§ Text excerpt
-- Opening Marker --
Biophysical modeling of anti-cancer therapies

Participants:
Sebastien BenzekryClair Poignard, Olivier Saut
Manon Deville

Partners:

Team of Vectorology and Anticancer Therapies at the Institut Gustave Roussy (VAT lab), Villejuif

Department of Mathematics of the University of Versailles (LMV)

Bioengineering laboratory Ampère, Lyon

M-P. Rols (Institute of Pharmacology and Structural Biology)

O. Séror (CHU J. Verdier de Bondy)

NUMEP: Numerics for Clinical Electroporation

The project NUMEP, composed of computer scientists (Inria MONC), biologists (IPBS) and radiologist (CHU J. Verdier), proposes to provide new insights in understanding biologically and in modeling numerically the effect of electroporation-based therapies on tumors, in order to provide numerical tools enriched by biological knowledge that help the clinical applications of electroporation in cancer treatment. For the sake of coherence we will focus on hepatocarcinoma to the liver. Based on medical image acquisition during the procedure (from C-arm Cone beam CT) we plan to provide accurate numerical tools for real-time simulations of the electric field distribution, which accounts for the exact position of the electrodes. We also plan to predict the different zone affected by the treatment based on new biological knowledge of electroporation­based therapies thanks to designed experiments on spheroids and mice. The long-term goal is to propose a tool that will be incorporated in the medical image processing tools to superimpose the electric field distribution and the affected zones on the image during the treatment procedure. C.P. is the head of the project, M.-P. Rols (IPBS) and O. Séror (CHU J. Verdier) are local coordinators.

MEMOVE (Multiscale Electroporation MOdeling Validated by the Experiments) is a transdisciplinary project that aims at developing new mathematical models, numerical tools as well as new experimental protocols to provide a complete understanding of the electropermeabilization from the cell to the tissue scale. The electroporation modeling will be
developed thanks to two-way links between the numerical simulations and the experiments: the experimental results
providing preliminary results to the modeling, which then will highlight a priori the main phenomena of the
experiments. The fitting of the model based on PDEs is the key point of the project. This will be performed by a data
assimilation procedure well known by the INRIA team MONC.
-- Closing Marker --
§ Things to do
a) In the text on biophysical modeling of anti-cancer therapies, rewrite the paragraph beginning "The project NUMEP, composed of computer scientists" as a bulleted list that keeps its main facts.
b) Answer these questions from the text on biophysical modeling of anti-cancer therapies:
(i) In which city is the Bioengineering laboratory Ampère located?
(ii) On which cancer does NUMEP focus?
(iii) Which INRIA team is named as knowing the data assimilation procedure used in MEMOVE?
c) Carry the text on biophysical modeling of anti-cancer therapies forward, beginning after its final sentence.

§ Entries shown
-- Opening Marker --
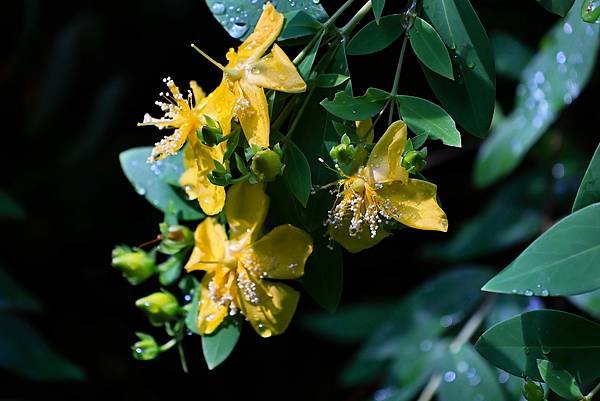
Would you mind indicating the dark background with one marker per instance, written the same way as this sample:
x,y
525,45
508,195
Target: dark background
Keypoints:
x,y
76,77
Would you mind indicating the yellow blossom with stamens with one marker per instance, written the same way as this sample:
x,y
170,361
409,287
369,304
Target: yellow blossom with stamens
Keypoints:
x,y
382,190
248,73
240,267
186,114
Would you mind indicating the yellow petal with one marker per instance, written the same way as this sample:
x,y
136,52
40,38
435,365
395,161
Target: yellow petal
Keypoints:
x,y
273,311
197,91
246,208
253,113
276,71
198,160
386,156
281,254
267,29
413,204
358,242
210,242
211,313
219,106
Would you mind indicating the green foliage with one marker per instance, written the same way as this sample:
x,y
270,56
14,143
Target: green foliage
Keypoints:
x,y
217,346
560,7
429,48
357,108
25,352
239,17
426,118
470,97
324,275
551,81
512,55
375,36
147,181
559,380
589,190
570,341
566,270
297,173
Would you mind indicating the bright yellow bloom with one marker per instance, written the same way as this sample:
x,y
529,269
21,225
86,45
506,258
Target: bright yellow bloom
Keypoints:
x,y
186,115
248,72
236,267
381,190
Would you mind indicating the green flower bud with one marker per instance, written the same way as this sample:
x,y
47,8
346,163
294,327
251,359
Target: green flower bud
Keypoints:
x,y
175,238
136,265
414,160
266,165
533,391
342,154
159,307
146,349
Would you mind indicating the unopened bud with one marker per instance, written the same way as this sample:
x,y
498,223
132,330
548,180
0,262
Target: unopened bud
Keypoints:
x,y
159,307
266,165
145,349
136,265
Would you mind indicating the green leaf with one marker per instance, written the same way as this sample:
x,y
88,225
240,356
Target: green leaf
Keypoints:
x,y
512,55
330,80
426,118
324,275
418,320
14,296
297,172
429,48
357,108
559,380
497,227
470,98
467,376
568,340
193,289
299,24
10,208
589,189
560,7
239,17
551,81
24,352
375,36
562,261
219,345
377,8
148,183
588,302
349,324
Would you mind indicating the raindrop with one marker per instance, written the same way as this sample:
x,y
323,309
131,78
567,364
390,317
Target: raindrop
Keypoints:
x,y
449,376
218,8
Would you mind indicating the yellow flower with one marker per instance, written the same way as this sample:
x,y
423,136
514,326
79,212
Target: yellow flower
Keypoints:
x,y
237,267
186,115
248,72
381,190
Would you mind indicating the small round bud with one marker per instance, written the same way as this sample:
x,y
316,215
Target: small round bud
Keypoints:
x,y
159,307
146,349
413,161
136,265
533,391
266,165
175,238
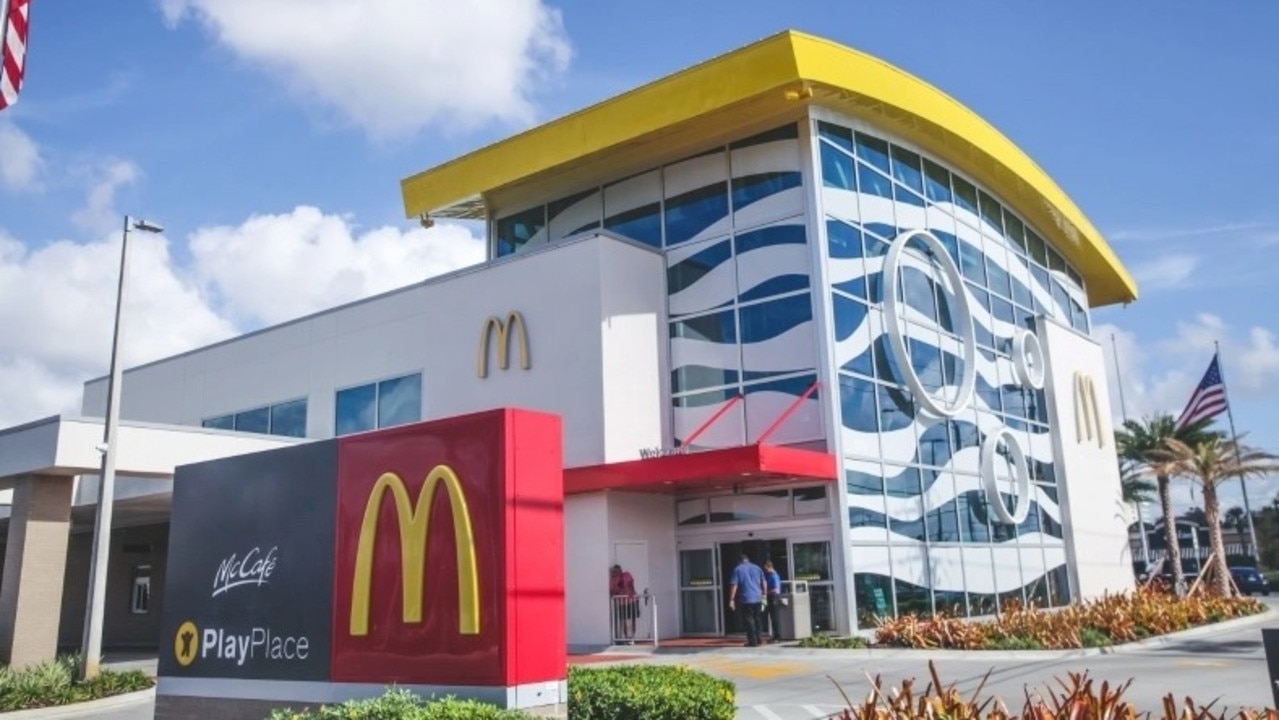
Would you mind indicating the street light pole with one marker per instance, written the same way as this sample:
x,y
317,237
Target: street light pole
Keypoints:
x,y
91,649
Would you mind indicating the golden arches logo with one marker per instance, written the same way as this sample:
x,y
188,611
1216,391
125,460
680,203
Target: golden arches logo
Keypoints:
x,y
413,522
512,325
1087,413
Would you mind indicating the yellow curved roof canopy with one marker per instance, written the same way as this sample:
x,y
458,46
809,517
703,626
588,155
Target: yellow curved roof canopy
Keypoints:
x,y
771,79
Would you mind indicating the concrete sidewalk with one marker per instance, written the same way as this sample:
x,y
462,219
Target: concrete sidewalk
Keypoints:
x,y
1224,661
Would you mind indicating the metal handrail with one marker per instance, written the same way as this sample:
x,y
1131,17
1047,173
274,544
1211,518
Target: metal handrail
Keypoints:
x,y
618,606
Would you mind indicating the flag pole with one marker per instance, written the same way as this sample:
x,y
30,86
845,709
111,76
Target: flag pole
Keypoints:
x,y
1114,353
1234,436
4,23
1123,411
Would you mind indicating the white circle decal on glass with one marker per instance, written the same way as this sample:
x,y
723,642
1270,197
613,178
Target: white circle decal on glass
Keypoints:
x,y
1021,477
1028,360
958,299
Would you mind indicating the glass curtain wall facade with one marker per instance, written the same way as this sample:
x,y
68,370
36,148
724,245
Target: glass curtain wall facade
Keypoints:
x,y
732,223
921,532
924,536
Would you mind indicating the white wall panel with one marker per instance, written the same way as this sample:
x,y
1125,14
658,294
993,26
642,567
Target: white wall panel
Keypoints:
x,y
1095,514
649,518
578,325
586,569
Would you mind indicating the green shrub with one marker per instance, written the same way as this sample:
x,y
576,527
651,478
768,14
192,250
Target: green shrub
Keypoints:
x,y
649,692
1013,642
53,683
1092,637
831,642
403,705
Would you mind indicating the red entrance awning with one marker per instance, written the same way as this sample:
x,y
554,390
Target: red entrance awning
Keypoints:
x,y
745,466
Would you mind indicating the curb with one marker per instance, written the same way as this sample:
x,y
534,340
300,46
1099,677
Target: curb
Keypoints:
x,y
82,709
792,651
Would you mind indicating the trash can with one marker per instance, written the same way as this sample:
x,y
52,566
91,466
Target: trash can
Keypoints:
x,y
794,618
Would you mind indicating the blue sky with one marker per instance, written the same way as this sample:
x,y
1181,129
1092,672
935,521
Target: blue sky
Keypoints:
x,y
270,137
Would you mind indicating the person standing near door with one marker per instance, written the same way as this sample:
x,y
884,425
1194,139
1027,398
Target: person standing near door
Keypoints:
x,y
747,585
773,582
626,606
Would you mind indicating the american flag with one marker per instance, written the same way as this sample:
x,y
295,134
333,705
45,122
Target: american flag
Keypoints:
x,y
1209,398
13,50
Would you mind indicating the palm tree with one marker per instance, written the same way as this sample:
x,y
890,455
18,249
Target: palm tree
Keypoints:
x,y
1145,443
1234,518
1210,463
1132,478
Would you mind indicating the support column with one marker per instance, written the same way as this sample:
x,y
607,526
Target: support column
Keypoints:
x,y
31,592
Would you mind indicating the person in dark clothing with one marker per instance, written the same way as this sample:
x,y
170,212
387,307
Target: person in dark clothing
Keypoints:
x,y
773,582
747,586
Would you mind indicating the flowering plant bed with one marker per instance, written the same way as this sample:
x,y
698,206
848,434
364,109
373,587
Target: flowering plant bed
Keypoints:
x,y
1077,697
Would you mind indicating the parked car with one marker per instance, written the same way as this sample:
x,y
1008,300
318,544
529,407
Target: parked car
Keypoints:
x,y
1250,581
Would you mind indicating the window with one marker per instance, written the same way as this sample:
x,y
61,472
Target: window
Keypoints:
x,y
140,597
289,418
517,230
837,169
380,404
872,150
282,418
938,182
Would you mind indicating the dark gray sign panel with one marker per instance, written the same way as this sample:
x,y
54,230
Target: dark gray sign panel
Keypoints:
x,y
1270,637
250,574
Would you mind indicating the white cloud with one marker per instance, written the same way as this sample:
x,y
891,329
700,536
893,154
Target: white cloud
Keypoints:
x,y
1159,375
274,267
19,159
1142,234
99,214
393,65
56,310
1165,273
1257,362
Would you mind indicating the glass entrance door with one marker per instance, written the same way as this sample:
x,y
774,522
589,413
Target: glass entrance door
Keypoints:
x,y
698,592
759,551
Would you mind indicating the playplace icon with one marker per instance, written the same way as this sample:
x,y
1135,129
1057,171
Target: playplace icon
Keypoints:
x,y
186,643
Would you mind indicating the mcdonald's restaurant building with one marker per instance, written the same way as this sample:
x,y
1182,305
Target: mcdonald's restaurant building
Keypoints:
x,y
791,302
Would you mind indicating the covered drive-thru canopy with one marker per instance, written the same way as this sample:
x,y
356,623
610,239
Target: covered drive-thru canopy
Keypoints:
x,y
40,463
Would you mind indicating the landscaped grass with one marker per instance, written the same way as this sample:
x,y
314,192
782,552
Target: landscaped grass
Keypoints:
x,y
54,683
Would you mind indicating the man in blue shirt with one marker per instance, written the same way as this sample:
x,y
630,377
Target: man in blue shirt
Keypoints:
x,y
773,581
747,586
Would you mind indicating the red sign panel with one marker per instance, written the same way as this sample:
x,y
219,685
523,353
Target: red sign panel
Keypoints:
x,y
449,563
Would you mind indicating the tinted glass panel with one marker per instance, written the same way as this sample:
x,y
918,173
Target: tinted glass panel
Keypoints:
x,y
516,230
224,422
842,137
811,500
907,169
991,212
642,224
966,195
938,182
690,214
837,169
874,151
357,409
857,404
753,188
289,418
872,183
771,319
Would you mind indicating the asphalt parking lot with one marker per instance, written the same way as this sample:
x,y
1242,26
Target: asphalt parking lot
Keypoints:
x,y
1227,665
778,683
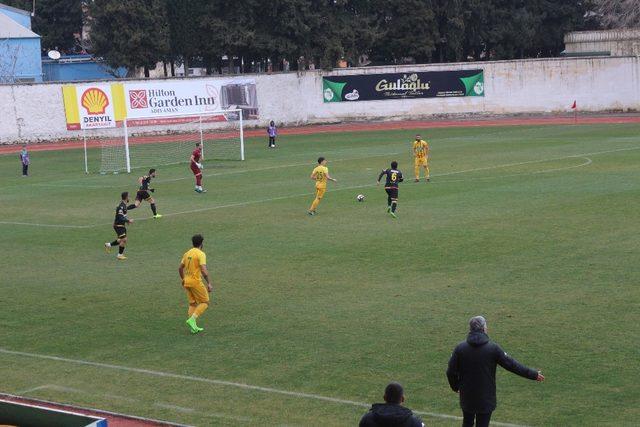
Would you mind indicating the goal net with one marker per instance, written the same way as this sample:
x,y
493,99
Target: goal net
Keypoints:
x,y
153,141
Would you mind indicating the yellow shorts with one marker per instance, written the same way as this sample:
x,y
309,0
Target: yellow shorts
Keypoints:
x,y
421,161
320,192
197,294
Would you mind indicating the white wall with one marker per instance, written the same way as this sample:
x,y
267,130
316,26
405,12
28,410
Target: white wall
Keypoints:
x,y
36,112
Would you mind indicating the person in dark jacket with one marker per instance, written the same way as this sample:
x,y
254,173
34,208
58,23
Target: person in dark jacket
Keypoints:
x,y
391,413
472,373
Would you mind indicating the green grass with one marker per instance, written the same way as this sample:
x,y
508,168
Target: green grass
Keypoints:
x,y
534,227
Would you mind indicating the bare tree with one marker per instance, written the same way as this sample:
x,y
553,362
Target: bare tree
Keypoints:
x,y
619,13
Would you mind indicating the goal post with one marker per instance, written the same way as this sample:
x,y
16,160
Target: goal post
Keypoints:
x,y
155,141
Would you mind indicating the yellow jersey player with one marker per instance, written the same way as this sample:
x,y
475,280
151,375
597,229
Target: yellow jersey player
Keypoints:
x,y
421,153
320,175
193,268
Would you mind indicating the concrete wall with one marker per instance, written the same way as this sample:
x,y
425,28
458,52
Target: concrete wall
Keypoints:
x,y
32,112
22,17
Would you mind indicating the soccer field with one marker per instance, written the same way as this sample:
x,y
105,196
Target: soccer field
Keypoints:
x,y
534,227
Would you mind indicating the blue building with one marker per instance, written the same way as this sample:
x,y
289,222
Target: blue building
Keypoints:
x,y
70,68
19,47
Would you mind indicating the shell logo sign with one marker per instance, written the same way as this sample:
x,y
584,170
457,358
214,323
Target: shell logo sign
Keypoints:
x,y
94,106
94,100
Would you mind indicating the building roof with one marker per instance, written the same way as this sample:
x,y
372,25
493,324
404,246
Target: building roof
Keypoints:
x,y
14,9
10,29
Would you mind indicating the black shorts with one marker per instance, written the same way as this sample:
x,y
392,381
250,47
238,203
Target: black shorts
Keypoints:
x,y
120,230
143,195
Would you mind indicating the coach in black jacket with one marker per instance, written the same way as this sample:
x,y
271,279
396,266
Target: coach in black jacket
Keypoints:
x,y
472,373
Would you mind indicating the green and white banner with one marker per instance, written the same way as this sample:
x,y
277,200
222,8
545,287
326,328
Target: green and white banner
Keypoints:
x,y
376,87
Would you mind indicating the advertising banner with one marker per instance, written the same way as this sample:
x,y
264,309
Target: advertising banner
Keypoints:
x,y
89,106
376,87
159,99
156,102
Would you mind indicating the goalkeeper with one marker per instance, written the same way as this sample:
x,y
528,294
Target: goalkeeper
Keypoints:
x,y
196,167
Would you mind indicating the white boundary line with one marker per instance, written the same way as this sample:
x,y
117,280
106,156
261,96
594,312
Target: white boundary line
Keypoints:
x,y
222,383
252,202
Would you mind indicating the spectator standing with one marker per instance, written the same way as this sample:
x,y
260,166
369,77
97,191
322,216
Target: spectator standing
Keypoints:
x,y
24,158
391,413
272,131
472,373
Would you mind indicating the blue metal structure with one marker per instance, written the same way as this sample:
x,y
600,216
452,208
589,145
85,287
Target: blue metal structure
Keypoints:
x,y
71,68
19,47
-- Closing Marker --
§ Answer section
a)
- NUMEP brings together computer scientists (Inria MONC), biologists (IPBS) and a radiologist (CHU J. Verdier).
- It aims to improve the biological understanding and numerical modeling of how electroporation-based therapies affect tumors. The goal is numerical tools, enriched by biological knowledge, that support clinical electroporation in cancer treatment.
- The project focuses on hepatocarcinoma.
- Using medical images acquired during the procedure (C-arm Cone beam CT), it plans accurate real-time simulations of the electric field distribution that account for the exact electrode positions.
- It also plans to predict the zones affected by treatment, drawing on new biological knowledge from experiments on spheroids and mice.
- The long-term goal is a tool within medical image processing software that superimposes the electric field distribution and the affected zones on the image during treatment.
- C.P. heads the project. M.-P. Rols (IPBS) and O. Séror (CHU J. Verdier) are local coordinators.

b)
(i) Lyon
(ii) Hepatocarcinoma
(iii) MONC

c)
At the cell scale, it is proposed to develop new electrical cell PDEs models that describe simultaneously the
electropermeabilization by micropulses, and the electrophysiological changes of the cell during the process (cell swelling, ions fluxes in the cell…). Moreover a theoretical asymptotic analysis will be performed to study the electropermeabilization of  losely touching cells, while homogenization of single cell models will help in the understanding of the electroporation of cell suspension solution. From the experimental point of view, new device manufacturing to simultaneously electroporate vesicles and quantify this electroporation will be performed. These experiments will highlight the specificity of cell electroporation, when compared to the simplest experimental cell model that is liposome.

At the tissue scale, MEMOVE aims at providing a non-linear tissue conductivity modeling, with parameters that will be fitted with the experiments on potatoes, and rat liver, through data assimilation techniques based on proper orthogonal decomposition developed by MC2. Here again, both numerical and experimental influences of the pulse properties on the tissue electroporation will be investigated.

The final goal of the project, once these multiscale models will be derived, is to provide numerical tools that ensure the optimal pulse delivery for a given realistic geometry of tissue, in order to propose a code that could be useful to the physician applying
electrochemotherapy as cancer treatment. The full human body meshing developed by Ampère will be useful to perform the robust optimization to ensure the best pulse delivery that will be addressed by Ampère, MC2 and LMV. The results will be proposed to the VAT lab to test the procedure on the electroporation on small animals and to evaluate the
consistence of the optimization.

O. Kavian, M. Leguèbe, C. Poignard, L. Weynans. Classical electropermeabilization modelling at the cell scale. Accepted in Journal of Mathematical Biology.


Extra- and intra-cellular electric field, with poration in blue areas and holes of the cellular membrane.